- _What is required_: Copy out the stretch of data from its very start through the line containing "[0, 1, 93, 46]", requests included, and scale every box coordinate in the answers by 1.85, rounding to whole numbers with halves going up. Keep the numbers in the requests and their format samples unchanged, and leave the pictures out.

## Begin Data provided

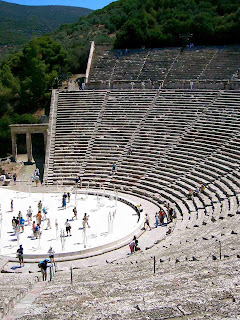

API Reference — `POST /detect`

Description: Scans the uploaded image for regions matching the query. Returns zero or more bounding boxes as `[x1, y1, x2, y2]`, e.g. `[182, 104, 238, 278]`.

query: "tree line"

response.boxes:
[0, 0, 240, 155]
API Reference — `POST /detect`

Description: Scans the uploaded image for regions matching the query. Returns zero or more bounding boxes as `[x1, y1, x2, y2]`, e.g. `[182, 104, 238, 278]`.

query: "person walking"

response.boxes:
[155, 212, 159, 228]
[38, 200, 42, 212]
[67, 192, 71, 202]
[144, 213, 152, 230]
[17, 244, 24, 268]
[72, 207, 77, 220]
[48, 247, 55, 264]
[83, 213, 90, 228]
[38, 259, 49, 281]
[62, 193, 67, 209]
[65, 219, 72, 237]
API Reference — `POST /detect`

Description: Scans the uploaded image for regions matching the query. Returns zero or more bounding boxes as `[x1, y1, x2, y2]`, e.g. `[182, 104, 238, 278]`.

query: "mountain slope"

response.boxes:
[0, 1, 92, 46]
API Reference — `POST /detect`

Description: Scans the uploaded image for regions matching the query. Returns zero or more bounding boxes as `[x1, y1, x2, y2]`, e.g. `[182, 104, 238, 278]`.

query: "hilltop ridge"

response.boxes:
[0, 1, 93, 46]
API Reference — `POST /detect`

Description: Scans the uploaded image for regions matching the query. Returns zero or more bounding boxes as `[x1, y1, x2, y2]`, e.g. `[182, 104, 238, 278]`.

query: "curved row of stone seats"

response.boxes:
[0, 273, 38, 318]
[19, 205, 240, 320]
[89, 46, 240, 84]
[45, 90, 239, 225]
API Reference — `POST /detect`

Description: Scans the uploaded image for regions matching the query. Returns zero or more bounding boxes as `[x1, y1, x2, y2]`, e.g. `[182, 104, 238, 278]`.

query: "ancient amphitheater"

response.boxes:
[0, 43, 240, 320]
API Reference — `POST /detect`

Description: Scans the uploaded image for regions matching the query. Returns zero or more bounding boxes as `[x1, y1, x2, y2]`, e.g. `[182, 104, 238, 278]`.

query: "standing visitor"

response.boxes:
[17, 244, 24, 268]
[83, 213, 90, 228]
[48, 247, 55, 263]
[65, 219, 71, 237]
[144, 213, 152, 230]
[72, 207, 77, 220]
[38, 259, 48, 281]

## End Data provided

- _Task solution_:
API Reference — `POST /detect`

Description: Scans the uploaded image for regions matching the query. Returns zero or more bounding boxes as `[x1, y1, x2, y2]`, e.g. `[182, 104, 238, 278]`.

query: "tree line"

response.boxes:
[0, 0, 444, 287]
API Reference — `POST /detect`

Description: Scans the uploaded image for regions matching the query. Returns zero or more bounding boxes as `[x1, y1, x2, y2]`, e.g. `[182, 104, 238, 278]`.

query: "person walking"

response.boxes:
[287, 392, 294, 422]
[70, 370, 78, 392]
[124, 355, 131, 374]
[266, 394, 281, 426]
[31, 451, 44, 496]
[133, 383, 142, 407]
[89, 457, 102, 488]
[154, 394, 167, 422]
[70, 479, 91, 520]
[115, 357, 124, 387]
[120, 405, 133, 438]
API Reference — `POST /detect`

Description: Scans the uploaded image for regions matching the query. Returns zero or more bounding boxes as `[x1, y1, x2, y2]`, e.g. `[182, 104, 238, 278]`.

query: "mountain slope"

response.boxes:
[0, 2, 170, 85]
API Reference — `POST /detect`

Description: Scans the uploaded image for regions matching the query. Returns zero or more bounding boxes as `[x1, y1, x2, y2]`, e.g. `[182, 104, 238, 278]`.

query: "hilltop ridge"

response.boxes:
[0, 2, 172, 85]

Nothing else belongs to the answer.